> _EXTRACTED TEXT_
== Segment start ==

Tuesday, 26 March 2013

Niccolò Rising ~ Dorothy Dunnett

I've read many historical fictions with Scottish protagonists who fought in Flanders. Usually, these books are set in Scotland and obviously after the battles. I'd always wondered what the fuss in Flanders was all about but never bothered enough to actually do research on the subject. While this work by Dunnett does not completely clear up matters, it does provide a terrific backdrop for the conflicts that will affect the area. This is, I do believe, the first novel I've ever read that is set in Flanders, and am now disappointed in myself, that I've waited so long.



The book begins with the sinking of the fictional "Mons Martha" - the twin of Mons Meg which is located today at Edinburgh Castle - by three young men in a boat on the Sluys in Flanders. Claes, the servant who continues to cause an unending number of awkward and disastrous situations is punished through beatings and released to carry on with his duties as a dyer for the Charetty's a well respected merchant family.

The nearly 600 page book follows roughly a year of the characters' intertwined lives; how the merchant class works along side the Medici banking system and papal decrees; the English fight over whether they should side with the Yorks or Lancasters; and the Dauphin waffles about dethroning his father in France. Dunnett weaves each of these people through the politics, power plays, religion, loves and betrayals with such finesse that the reader knows that something is lurks under the surface, but is too engrossed in the prose to bother with working it out for him or her self. There's a magic in this tapestry threaded in bright and dark colours and silhouetted by a backdrop of mountains and seas.

I look forward to more of Claes and the Charettys, but am still savouring the first instalment and know that it will stay with me for a long while.

== Segment end ==

> _WORK TO BE COMPLETED_
Return, verbatim, the portion of the book review from "Tuesday, 26 March" to "waited so long.".

[Stored data entries]
== Segment start ==

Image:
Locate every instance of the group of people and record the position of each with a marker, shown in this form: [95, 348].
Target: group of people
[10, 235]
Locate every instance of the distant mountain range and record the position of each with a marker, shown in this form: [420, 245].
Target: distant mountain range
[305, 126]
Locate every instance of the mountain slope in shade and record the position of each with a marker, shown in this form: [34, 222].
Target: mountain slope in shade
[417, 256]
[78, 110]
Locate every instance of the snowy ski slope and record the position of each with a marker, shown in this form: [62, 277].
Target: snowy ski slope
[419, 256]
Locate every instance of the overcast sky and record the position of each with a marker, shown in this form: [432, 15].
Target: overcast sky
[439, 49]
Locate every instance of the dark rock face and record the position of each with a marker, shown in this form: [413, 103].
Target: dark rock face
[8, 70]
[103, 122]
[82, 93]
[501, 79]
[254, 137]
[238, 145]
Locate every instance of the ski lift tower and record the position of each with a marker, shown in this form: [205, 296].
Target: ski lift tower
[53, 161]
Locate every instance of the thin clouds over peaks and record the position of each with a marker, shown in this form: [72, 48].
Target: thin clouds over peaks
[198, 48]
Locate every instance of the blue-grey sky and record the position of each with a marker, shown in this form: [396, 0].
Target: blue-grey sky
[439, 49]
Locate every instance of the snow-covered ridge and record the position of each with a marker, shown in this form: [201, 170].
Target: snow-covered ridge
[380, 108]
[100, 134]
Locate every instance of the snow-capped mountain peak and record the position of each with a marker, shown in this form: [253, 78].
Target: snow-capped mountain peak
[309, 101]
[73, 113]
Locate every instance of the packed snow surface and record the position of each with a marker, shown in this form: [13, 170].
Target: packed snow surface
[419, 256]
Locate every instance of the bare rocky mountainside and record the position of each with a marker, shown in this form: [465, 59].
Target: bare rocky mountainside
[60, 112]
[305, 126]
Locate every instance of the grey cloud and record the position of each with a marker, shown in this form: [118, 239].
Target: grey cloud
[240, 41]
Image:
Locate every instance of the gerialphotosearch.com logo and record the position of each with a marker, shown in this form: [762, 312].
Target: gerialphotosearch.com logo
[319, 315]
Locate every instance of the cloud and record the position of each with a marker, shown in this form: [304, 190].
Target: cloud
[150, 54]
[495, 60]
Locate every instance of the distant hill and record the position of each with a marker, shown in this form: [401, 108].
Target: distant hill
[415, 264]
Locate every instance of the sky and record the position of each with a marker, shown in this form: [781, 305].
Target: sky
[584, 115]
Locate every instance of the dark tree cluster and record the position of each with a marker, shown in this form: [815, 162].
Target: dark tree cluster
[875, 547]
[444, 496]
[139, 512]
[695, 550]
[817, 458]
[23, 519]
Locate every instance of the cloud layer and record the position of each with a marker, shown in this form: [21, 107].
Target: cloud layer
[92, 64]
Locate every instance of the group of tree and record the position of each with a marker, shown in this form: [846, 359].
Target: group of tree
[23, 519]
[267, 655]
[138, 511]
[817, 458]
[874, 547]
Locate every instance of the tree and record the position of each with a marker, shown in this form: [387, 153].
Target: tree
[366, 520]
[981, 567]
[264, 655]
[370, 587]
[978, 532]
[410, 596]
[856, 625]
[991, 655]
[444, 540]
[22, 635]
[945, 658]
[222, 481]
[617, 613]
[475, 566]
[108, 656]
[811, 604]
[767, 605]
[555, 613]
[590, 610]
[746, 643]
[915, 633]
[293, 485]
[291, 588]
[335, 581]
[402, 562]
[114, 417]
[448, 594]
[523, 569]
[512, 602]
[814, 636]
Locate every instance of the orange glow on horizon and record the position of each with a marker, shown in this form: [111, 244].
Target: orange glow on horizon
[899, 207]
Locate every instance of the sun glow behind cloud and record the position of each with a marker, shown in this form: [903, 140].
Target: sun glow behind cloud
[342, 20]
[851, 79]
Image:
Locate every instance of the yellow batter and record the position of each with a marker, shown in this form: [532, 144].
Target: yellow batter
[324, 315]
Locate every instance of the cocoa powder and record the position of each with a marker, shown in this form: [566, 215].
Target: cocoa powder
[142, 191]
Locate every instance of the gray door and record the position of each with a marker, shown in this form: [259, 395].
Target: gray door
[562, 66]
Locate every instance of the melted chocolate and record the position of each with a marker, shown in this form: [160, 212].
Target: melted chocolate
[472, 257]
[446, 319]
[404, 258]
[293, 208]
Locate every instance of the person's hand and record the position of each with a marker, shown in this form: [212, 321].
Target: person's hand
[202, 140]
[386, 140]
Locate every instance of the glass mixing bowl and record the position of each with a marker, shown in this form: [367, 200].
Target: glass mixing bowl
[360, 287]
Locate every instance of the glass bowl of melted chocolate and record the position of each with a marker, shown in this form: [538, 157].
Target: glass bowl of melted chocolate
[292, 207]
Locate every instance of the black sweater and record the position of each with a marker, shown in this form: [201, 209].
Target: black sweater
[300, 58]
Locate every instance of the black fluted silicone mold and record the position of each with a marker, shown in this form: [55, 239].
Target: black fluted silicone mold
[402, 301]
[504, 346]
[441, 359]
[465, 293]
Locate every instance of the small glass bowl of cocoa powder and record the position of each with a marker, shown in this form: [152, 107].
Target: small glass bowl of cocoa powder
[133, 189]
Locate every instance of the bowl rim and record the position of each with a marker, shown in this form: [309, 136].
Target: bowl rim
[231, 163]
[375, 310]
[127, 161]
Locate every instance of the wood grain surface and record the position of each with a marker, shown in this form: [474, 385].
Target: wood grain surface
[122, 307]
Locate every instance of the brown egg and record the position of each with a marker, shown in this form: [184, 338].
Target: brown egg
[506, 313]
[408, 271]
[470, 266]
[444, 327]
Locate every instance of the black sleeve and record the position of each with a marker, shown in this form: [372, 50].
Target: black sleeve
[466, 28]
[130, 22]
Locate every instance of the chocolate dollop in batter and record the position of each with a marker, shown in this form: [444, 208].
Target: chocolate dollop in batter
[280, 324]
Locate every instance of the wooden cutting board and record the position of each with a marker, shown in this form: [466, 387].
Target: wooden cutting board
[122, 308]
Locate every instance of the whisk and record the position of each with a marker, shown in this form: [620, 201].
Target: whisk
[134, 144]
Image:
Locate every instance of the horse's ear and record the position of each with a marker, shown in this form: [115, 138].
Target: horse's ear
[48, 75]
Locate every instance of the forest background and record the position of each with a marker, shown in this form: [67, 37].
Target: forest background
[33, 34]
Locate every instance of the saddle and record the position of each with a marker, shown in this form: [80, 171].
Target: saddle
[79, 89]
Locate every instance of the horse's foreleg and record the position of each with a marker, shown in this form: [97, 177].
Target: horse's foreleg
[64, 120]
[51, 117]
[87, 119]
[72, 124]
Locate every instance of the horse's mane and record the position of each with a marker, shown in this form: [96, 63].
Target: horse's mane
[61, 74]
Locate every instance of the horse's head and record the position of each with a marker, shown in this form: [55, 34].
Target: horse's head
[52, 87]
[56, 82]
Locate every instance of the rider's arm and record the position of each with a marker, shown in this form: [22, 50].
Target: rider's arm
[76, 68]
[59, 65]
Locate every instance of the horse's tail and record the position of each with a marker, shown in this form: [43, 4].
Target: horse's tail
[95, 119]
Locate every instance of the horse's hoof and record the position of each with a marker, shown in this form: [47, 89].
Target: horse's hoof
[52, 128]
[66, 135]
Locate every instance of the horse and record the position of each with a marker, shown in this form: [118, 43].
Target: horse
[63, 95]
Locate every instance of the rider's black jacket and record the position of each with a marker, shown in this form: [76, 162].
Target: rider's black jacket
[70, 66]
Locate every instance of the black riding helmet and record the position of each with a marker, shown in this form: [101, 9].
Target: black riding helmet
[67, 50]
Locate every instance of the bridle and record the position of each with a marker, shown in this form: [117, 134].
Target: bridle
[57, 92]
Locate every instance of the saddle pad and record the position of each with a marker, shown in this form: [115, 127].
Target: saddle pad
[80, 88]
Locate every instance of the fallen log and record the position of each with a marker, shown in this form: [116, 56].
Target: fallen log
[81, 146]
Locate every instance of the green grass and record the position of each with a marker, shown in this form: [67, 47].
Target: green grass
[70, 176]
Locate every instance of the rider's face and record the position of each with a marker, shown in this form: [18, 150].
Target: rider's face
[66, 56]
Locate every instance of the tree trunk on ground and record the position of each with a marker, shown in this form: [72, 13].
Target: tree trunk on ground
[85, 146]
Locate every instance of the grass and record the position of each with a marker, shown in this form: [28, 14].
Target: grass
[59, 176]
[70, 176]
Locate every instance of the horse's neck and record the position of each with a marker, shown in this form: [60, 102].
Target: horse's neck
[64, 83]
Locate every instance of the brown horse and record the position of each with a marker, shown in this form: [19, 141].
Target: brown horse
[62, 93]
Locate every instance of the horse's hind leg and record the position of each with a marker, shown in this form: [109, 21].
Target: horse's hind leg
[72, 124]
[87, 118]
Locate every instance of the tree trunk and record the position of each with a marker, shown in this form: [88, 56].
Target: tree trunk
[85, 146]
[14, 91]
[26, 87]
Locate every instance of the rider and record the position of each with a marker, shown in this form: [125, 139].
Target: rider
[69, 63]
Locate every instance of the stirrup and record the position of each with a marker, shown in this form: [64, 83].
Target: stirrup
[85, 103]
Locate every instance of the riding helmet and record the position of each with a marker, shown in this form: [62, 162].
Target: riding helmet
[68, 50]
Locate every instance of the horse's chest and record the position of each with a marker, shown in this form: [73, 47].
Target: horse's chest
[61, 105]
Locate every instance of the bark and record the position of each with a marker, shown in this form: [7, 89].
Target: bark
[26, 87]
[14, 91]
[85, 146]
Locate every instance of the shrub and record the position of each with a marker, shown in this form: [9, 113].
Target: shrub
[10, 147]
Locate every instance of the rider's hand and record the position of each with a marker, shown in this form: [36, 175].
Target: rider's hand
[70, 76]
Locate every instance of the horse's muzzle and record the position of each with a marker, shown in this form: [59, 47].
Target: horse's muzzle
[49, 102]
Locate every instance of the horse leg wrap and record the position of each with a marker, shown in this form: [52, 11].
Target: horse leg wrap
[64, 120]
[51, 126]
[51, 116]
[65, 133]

== Segment end ==

> _EXPECTED ANSWER_
Tuesday, 26 March 2013

Niccolò Rising ~ Dorothy Dunnett

I've read many historical fictions with Scottish protagonists who fought in Flanders. Usually, these books are set in Scotland and obviously after the battles. I'd always wondered what the fuss in Flanders was all about but never bothered enough to actually do research on the subject. While this work by Dunnett does not completely clear up matters, it does provide a terrific backdrop for the conflicts that will affect the area. This is, I do believe, the first novel I've ever read that is set in Flanders, and am now disappointed in myself, that I've waited so long.